Start of RECORDS TO USE

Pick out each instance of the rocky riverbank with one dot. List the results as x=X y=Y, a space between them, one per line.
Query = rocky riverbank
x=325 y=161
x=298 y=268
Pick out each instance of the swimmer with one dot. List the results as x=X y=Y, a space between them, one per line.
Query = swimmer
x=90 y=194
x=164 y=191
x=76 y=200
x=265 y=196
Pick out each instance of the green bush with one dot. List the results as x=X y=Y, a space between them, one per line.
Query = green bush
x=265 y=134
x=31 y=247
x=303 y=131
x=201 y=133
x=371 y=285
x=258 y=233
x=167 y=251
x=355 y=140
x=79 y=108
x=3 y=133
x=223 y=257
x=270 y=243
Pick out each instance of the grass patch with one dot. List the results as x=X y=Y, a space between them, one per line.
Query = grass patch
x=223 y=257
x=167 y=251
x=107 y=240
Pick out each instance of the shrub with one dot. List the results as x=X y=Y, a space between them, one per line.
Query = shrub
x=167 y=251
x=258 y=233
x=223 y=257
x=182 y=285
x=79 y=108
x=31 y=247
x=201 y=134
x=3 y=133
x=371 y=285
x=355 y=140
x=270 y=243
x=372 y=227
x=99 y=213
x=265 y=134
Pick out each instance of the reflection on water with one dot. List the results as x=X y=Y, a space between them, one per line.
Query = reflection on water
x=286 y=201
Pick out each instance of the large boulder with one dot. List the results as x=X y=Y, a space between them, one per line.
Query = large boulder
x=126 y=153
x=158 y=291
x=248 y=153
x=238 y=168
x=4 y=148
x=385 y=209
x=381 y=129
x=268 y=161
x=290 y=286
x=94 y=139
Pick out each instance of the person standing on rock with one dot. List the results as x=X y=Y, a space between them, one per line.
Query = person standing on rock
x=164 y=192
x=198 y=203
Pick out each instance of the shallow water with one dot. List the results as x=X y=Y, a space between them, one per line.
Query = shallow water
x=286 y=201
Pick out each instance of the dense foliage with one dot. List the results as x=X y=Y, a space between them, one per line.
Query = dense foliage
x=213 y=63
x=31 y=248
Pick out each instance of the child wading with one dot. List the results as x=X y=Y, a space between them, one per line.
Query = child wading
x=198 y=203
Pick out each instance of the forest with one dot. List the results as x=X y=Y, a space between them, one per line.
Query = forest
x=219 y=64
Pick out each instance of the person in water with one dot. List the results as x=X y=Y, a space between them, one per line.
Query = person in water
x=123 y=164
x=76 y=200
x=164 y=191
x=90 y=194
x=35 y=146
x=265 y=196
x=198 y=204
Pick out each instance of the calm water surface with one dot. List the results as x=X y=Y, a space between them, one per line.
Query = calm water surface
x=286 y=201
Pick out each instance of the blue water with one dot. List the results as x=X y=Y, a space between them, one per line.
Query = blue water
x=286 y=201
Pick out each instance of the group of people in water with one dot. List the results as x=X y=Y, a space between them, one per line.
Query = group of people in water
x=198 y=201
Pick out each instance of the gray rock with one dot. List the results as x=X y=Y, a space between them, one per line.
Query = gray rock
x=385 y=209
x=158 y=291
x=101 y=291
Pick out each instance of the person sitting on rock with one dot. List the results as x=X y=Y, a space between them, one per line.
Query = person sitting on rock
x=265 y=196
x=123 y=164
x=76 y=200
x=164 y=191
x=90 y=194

End of RECORDS TO USE

> _PROBLEM DETAILS_
Repeat the material above in full, quoting it exactly.

> _TASK OUTPUT_
Pick out each instance of the rocky riverbank with one dot. List the results as x=X y=Y, a space between them, one per line.
Query = rocky riverbank
x=325 y=161
x=298 y=268
Pick out each instance of the swimmer with one dot. List the results as x=X y=Y, a space between them, one per line.
Query = swimmer
x=90 y=194
x=164 y=191
x=76 y=200
x=265 y=196
Pick out each instance of the green bush with one dot. List the results as x=X y=Y, a space between them, one per line.
Query = green bush
x=265 y=134
x=31 y=247
x=303 y=131
x=201 y=133
x=371 y=285
x=258 y=233
x=167 y=251
x=355 y=140
x=79 y=108
x=3 y=133
x=223 y=257
x=270 y=243
Pick out each instance of the grass patch with one dot. List the results as x=X y=Y, a space between them, one per line.
Query = grass patch
x=223 y=257
x=167 y=251
x=107 y=240
Pick out each instance of the shrub with one dot. List the results as x=X y=Y, a space between them, one per line.
Query = shrub
x=167 y=251
x=258 y=233
x=223 y=257
x=182 y=285
x=79 y=108
x=31 y=247
x=201 y=134
x=3 y=133
x=371 y=285
x=355 y=140
x=270 y=243
x=372 y=227
x=99 y=213
x=265 y=134
Pick out each instance of the reflection on water with one dot. List the results as x=X y=Y, a space between them, one per line.
Query = reflection on water
x=286 y=201
Pick out each instance of the large boulder with one dot. List the results as x=X y=Y, a space between them, one per line.
Query = large boulder
x=126 y=153
x=158 y=291
x=248 y=153
x=238 y=168
x=4 y=148
x=385 y=209
x=381 y=129
x=268 y=161
x=290 y=286
x=94 y=139
Pick out each instance of the person standing on rock with one dot. List the results as x=X y=Y, a space between them, one per line.
Query = person standing on rock
x=164 y=192
x=198 y=203
Pick out each instance of the shallow water with one dot. List the results as x=X y=Y, a space between them, one per line.
Query = shallow water
x=286 y=201
Pick out each instance of the dense foliage with one dot. List the results as x=X y=Y, a space between them, one per line.
Query = dense foliage
x=213 y=63
x=31 y=248
Pick out each instance of the child wading with one dot. List the results as x=X y=Y, a space between them, one per line.
Query = child wading
x=198 y=203
Pick out each instance of the forest with one dot. List the results as x=X y=Y, a space between them, one per line.
Query = forest
x=219 y=64
Pick out each instance of the person in water with one dot. List the results as x=X y=Y, a space between them, one per line.
Query = person in water
x=123 y=164
x=76 y=200
x=164 y=191
x=90 y=194
x=35 y=146
x=265 y=196
x=198 y=204
Pick out each instance of the calm water surface with one dot. List the results as x=X y=Y, a space between them, one per line.
Query = calm water surface
x=286 y=201
Pick out each instance of the blue water with one dot. List the results as x=X y=Y, a space between them, one per line.
Query = blue water
x=286 y=201
Pick out each instance of the group of people in water with one dot. List the results as x=X y=Y, a space between them, one per line.
Query = group of people in water
x=198 y=201
Pick out each instance of the gray rock with one dot. List the results as x=X y=Y, a space between them, one per line.
Query = gray rock
x=385 y=209
x=158 y=291
x=101 y=291
Pick out each instance of the person sitting on rock with one dot. List the results as x=X y=Y, a space between them, one per line.
Query = person sitting on rock
x=265 y=196
x=123 y=164
x=76 y=200
x=164 y=191
x=90 y=194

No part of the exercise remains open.